• [Aim of the exercise]: Make an exact copy of the records, with the pictures left out.
▬▬▬▬▬▬▬▬▬▬
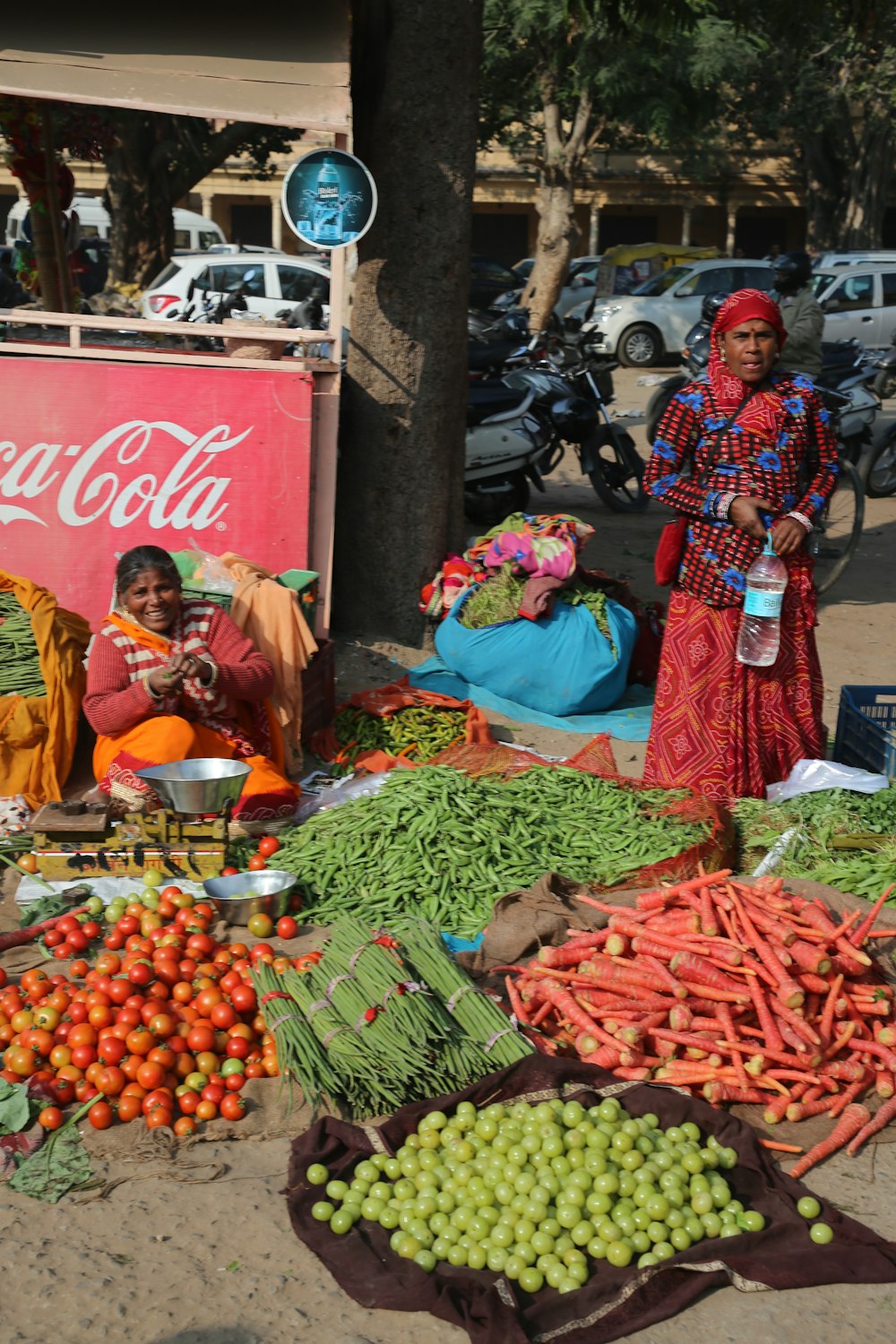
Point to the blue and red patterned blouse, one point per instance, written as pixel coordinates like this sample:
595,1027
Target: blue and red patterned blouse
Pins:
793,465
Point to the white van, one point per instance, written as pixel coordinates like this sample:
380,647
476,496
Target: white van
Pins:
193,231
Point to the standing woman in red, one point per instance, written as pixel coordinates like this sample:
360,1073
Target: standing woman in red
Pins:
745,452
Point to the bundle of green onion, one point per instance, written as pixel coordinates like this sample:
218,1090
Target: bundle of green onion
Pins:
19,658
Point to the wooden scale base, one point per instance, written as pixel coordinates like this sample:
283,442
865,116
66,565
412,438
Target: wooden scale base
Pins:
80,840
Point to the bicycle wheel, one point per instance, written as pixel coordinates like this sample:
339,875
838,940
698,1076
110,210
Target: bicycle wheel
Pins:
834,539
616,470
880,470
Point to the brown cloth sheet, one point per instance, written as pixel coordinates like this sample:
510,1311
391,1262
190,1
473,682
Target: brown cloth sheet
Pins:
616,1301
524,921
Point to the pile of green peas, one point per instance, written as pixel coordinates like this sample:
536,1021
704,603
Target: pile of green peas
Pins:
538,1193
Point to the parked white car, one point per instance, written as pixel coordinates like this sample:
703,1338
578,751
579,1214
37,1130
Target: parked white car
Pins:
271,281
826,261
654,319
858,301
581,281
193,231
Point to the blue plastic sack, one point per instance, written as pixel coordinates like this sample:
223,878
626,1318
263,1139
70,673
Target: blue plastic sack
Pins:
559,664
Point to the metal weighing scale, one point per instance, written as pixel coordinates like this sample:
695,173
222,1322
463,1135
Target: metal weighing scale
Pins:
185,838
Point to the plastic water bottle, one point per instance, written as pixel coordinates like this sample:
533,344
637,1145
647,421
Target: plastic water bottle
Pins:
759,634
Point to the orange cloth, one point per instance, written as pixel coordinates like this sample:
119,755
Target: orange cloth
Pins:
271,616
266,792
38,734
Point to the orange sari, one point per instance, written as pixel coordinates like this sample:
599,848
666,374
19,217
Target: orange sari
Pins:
▬▬▬▬▬▬▬▬▬▬
• [The completed task]:
Point to the blue and red patterned blouse, one point per instance, written as pixel coordinates like this sample:
595,1027
Target: blue and red patterned blouse
Pins:
793,465
Point to the white van, one point per instance, written as pixel coordinates like this sample:
380,647
476,496
Target: white van
Pins:
193,231
Point to the standing woman in red, one point per instance, written as pixel coordinates like this sample:
360,1073
Target: standing woman in red
Pins:
745,452
Point to the bundle of green onion, one point per instance, written as pixel coordinates like this sample:
218,1090
Target: bundle of green onion
Pins:
19,658
Point to the wooden scale base, one point per instance, written as pixel coordinates like this sample:
283,442
865,116
66,565
412,438
Target: wooden scale base
Pins:
80,840
Point to the bicycle wheel, one point per instance, written as pixel coordinates like this sample:
339,875
838,940
698,1076
110,210
Target: bicycle wheel
Pins:
834,539
616,470
880,470
Point to the brown cloth sheet, one point per instance, written as pixel coordinates like this sample:
510,1311
391,1262
190,1
473,682
Target: brown cloth sheet
Pins:
616,1301
524,921
Point to the pile of green peas, one point per instance, written as pixel coordinates like this sample:
536,1021
704,603
Target: pile of green peas
Pins:
538,1193
Point to the parked white car, one point per instance, written as pixel coordinates like this sample:
703,1338
578,751
579,1214
37,1130
Target: parked white car
Pins:
271,281
826,261
654,319
858,301
581,281
193,231
Point to the blue plastic sack, one point per instance, written as pixel coordinates like this sample:
223,878
626,1318
263,1139
70,673
Target: blue plastic sack
Pins:
559,664
Point to the metal weighing scale, one point per instance, written as pixel coordinates like this sample:
695,173
222,1322
463,1135
Target: metal weighing scale
Pins:
185,838
Point to the plastic water bottle, one point per instance, written as pixel coordinates like this sample:
533,344
637,1145
647,421
Target: plastic water bottle
Pins:
759,634
Point to the orange cloth, one point per instance, written as pixel coordinates like this sample:
119,755
Target: orange cloth
Pins:
271,616
266,792
38,734
Point to the orange sari, one point per instance, written as pixel coordinates like this sample:
599,848
666,374
19,217
Target: orange sari
Pins:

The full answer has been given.